Problem: Starting with the line containing "Q: Place a marker on the waterfall" and going on through the end of the material below, write out every line again, requests included, and offset each x and y coordinate in the answers by adding 70. Reproduce only those lines.

-- Start of The input --

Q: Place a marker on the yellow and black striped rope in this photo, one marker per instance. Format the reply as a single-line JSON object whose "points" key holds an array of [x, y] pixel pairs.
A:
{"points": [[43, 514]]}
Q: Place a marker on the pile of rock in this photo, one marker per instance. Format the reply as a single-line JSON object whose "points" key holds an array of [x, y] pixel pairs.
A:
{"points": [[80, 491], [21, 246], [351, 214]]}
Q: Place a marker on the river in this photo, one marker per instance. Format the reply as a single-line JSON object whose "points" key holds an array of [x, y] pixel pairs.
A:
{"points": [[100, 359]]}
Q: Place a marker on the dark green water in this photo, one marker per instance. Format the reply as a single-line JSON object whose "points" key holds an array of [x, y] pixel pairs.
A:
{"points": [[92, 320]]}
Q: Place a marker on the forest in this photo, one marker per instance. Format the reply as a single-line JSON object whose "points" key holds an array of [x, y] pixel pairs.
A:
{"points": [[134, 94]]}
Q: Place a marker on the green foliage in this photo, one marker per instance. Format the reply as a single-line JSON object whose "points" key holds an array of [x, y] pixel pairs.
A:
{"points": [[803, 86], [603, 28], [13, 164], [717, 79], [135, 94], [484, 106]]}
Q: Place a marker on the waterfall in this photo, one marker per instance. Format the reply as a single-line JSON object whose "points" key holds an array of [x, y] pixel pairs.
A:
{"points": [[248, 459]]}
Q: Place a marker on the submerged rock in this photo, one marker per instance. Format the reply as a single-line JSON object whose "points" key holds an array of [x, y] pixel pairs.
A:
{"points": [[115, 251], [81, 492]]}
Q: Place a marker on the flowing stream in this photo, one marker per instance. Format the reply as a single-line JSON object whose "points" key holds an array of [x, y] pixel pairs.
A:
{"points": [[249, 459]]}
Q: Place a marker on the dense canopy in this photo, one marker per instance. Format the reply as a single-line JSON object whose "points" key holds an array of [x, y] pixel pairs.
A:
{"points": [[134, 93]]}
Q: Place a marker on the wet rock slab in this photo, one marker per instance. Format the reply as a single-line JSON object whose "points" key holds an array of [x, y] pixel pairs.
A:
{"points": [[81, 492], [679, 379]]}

-- End of The input --

The result:
Q: Place a marker on the waterfall in this photo, one marker per instance. Format the reply as a single-line JSON object whose "points" key holds an array of [x, y] pixel pairs.
A:
{"points": [[318, 529]]}
Q: Place a marker on the submerged rock in this photo, one marker per instance. Format the reply as a single-line JSON object whose "points" key holds an array of [x, y] pixel pairs.
A:
{"points": [[185, 321], [151, 562]]}
Q: Place a marker on the flowing stream in this photo, one marker per instance. Format the reply as a single-line JSON object whose "points" key holds an array of [x, y] pixel pairs.
A:
{"points": [[319, 529]]}
Q: Place a marker on the dense canopy in this photo, one marker per instance. Format the reply as a single-line JSON object whose "points" key holds an array of [x, y] pixel pairs.
A:
{"points": [[204, 163]]}
Q: Place a marker on the wet rock slab in this photo, one marker per instance. Format the reply as a single-line JSON object whose "points" key holds an array of [x, y] pixel pairs.
A:
{"points": [[151, 562], [749, 449]]}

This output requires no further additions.